Le droit canonique contemporain reconnait et encadre la possibilité d’exprimer publiquement la défection d’un fidèle. Le Code de droit canonique de 1983 (dont on célèbre donc le trentième anniversaire) fait ainsi un acte formel de défection dit actus formalis defectionis ab Ecclesia catholica (Conseil pontifical pour les textes législatifs). L’apostat de la foi est exclu de plein droit de la communion de l’Église : il est excommunié latae sententiae (CIC, can. 1364 §1). Les funérailles chrétiennes ne seront pas envisageables (CIC, can. 1184) et le mariage à l’église peut être fermé si l’autre conjoint n’est pas baptisé ou est lui-même apostat (CIC, can. 1117). Ce n’est donc pas un acte anodin.

Toutefois, même une fois la personne rayée des registres de baptême, la grâce demeure:

le lien sacramentel d’appartenance au Corps du Christ qui est l’Église, donné par le caractère baptismal, est un lien ontologique permanent, et aucun acte ou fait de défection ne le fait s’évanouir (Conseil pontifical pour les textes législatifs, §7).

En outre, et surtout, si j’ai bien compris (ami canoniste n’hésite pas à me corriger – fraternellement of course-), cet acte aux conséquences graves suppose une apostasie de la foi. Comme le rappelle le Conseil pontifical pour les textes législatifs :

L’acte juridique et administratif d’abandon de l’Église ne peut pas constituer à lui seul un acte formel de défection au sens du Code de Droit Canonique, puisque pourrait subsister la volonté de persévérer dans la communion de la foi (Conseil pontifical pour les textes législatifs, §3).

Autrement dit, il faudrait distinguer entre les différentes formes de demande de débaptême. Certaines, sans doute la plupart, sont motivées par un rejet de l’institution ecclésiale et non par un éloignement de la foi (certaines sont motivées également par la conversion à une autre religion notamment à l’Islam même si cela n’est pas nécessaire). Par conséquent, elles ne seraient pas des défections radicales. La subtilité échappera peut-être à beaucoup mais cela me semble important notamment quant à la pastorale à mettre en œuvre pour répondre à ce phénomène.

L’apostat peut réintégrer la pleine communion de l’Église en faisant une déclaration de volonté qui sera mentionnée en marge de son acte de baptême.

Au regard du droit civil, l’apostasie n’existe pas. Pourtant, les demandes de débaptême ont pris une forme juridique laïque dernièrement. L’articulation entre la pratique canonique et le droit civil a fait surgir une difficulté. En effet, à strictement parler, l’apostasie doit faire l’objet d’une mention sur le registre de baptême. Certaines personnes ont toutefois demandé que toute mention de leur baptême soit effacée des registres notamment sur fondement de la loi du 6 janvier 1978 relative dite informatique et liberté.

ÉNONCÉ>
Réécrivez tout le passage du texte sur l'apostasie en droit canonique qui va de « L’acte juridique et » jusqu'à « textes législatifs, §3). », en substituant « demeurer » à « persévérer ».

JEU DE DONNÉES>

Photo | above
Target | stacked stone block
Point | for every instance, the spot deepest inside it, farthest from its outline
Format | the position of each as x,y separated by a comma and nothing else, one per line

CORRIGÉ DE L'EXERCICE>
L’acte juridique et administratif d’abandon de l’Église ne peut pas constituer à lui seul un acte formel de défection au sens du Code de Droit Canonique, puisque pourrait subsister la volonté de demeurer dans la communion de la foi (Conseil pontifical pour les textes législatifs, §3).